**Excerpt provided:**
Brian Lewis, a former Navy petty officer third class, pauses as he testifies on Capitol Hill on March 13 before a Senate hearing on sexual assault in the military. Lewis told the subcommittee not to forget that many victims of sexual assault and harassment in the military are male. Lewis said he was raped in 2000 by a non-commissioned officer who outranked him. (Carolyn Kaster / The Associated Press)
A Navy veteran who says he was raped in 2000 by a higher-ranking petty officer aboard a submarine tender told a Senate committee he carries permanent shame — not for the sexual assault, but over how the Navy forced him to leave.
Former Fire Control Technician 3rd Class Brian K. Lewis was one of the thousands of service members who received a general discharge after being diagnosed as having a personality disorder that pre-existed his military service.
“I carry my discharge as an official and permanent symbol of shame, on top of the trauma of the physical attack, the retaliation and its aftermath,” Lewis said in Wednesday testimony before the Senate Armed Service Committee’s military personnel panel, which is investigating sexual assaults in the military.
“I fear it will be discussed when I apply for law school, when I apply to take the bar exam, even when I apply for a job, and I wonder what opportunities it may destroy for me,” Lewis said.
His discharge is one of more than 31,000 similar career-ending diagnoses of personality or adjustment disorders that would be reviewed under a proposed change in law to determine if service-connected post-traumatic stress, and not a pre-service mental disorder, was the proper diagnosis.
The review would be required by HR 975, a bill sponsored by Rep. Tim Walz, D-Minn.
Lewis said that after he was raped, his command ordered him not to report the crime to the Naval Criminal Investigative Service, and he didn’t, which made it difficult when he tried to receive disability benefits from the Veterans Affairs Department after leaving the military. His petition to the Board for Correction of Naval Records to have his discharge upgrade was denied, he said.
“My story is all too common,” he said. “It is only natural for commanders to want to believe that a crime did not happen. Making it disappear entails less risk for their careers.”

**Apply what you read:**
1. In the article on Brian Lewis's Senate testimony, which bill would require the review of the discharges?
2. Carry on the article about Brian Lewis's Senate testimony, picking up after its final sentence.
The rows after this point are separate material, unrelated to the article.

Source data
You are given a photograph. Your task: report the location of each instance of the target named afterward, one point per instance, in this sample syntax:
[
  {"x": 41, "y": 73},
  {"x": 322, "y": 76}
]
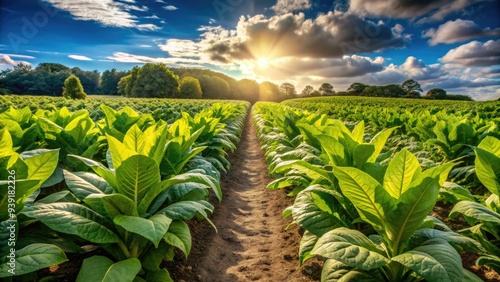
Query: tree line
[{"x": 158, "y": 81}]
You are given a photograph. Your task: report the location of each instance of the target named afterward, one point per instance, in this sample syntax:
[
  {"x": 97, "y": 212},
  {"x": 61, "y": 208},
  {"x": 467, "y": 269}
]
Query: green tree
[
  {"x": 130, "y": 82},
  {"x": 357, "y": 88},
  {"x": 288, "y": 90},
  {"x": 326, "y": 89},
  {"x": 190, "y": 88},
  {"x": 214, "y": 87},
  {"x": 156, "y": 81},
  {"x": 307, "y": 91},
  {"x": 90, "y": 79},
  {"x": 109, "y": 81},
  {"x": 411, "y": 85},
  {"x": 73, "y": 88},
  {"x": 436, "y": 93}
]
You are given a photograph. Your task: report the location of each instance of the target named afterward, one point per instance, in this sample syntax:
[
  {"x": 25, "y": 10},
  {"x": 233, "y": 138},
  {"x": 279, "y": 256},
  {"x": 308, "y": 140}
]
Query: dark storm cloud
[{"x": 329, "y": 35}]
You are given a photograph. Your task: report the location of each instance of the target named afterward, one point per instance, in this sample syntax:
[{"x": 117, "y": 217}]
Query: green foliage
[
  {"x": 485, "y": 218},
  {"x": 155, "y": 81},
  {"x": 73, "y": 88},
  {"x": 190, "y": 88},
  {"x": 435, "y": 93}
]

**Answers to this exercise:**
1. HR 975, sponsored by Rep. Tim Walz, D-Minn.

2.
The military personnel panel, chaired by Sen. Kirsten Gillibrand, D-N.Y., is looking at potential changes in how the military investigates and prosecutes sexual assault crimes. One option is to remove the chain of command from the process, Gillibrand said.
Lewis endorsed that idea. “Not pursuing prosecution is much less disruptive for their units,” he said of commanders, noting that most have a natural bias to support the people they know and lead.
“Commanders have tremendous power over the lives and future careers of those in their command. It is only natural that survivors experience repeated patterns of cover-up and retaliation,” he said.
Bias against prosecution is one of the reasons why victims are reluctant to report rape and sexual assault, Lewis said.
“A system where less than one out of 10 reported perpetrators are held accountable for their alleged crimes is not a system that is working,” Gillibrand said. “And that is just reported crimes.”
What’s needed, she said, is a system in which troops feel coming forward to report a crime and to help in prosecution will not be “detrimental to their safety or future.”
The hearing comes after a high-profile case in which an Air Force lieutenant general overturned a lieutenant colonel’s court-martial conviction for sexual assault, a move Gillibrand called “shocking.”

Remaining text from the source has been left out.